Work instruction
An exact reprint of every record below is required, with the pictures left out.

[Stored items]
============

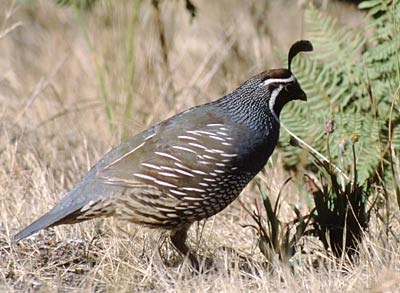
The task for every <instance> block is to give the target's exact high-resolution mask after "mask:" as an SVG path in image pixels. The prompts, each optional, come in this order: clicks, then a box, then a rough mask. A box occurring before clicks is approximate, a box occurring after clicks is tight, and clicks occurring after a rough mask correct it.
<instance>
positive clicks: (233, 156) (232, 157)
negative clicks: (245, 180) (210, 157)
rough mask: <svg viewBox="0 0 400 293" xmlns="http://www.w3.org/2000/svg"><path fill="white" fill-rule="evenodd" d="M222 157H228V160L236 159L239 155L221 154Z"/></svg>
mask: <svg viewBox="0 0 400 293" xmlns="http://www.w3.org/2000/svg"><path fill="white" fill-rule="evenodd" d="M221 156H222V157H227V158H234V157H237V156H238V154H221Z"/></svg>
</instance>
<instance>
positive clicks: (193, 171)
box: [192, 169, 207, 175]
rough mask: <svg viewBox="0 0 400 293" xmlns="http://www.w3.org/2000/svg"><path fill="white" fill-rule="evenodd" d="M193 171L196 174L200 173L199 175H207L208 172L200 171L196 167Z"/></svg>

============

Answer below
The task for every <instance> block is to give the target's exact high-resolution mask after "mask:" as an SVG path in image pixels. The prompts, each optional, come in this order: clicks, then a box, then a rough mask. A box occurring before clicks is approximate, a box occurring after clicks is tight, and clicks occurring after a rough mask correct it.
<instance>
positive clicks: (233, 156) (232, 157)
negative clicks: (245, 180) (210, 157)
rough mask: <svg viewBox="0 0 400 293" xmlns="http://www.w3.org/2000/svg"><path fill="white" fill-rule="evenodd" d="M222 157H228V160L236 159L239 155L221 154Z"/></svg>
mask: <svg viewBox="0 0 400 293" xmlns="http://www.w3.org/2000/svg"><path fill="white" fill-rule="evenodd" d="M221 156H222V157H227V158H234V157H237V156H238V154H221Z"/></svg>
</instance>
<instance>
positive clicks: (193, 171)
box: [192, 169, 207, 175]
rough mask: <svg viewBox="0 0 400 293" xmlns="http://www.w3.org/2000/svg"><path fill="white" fill-rule="evenodd" d="M193 171L196 174L200 173L199 175H207L208 172L200 171L196 167Z"/></svg>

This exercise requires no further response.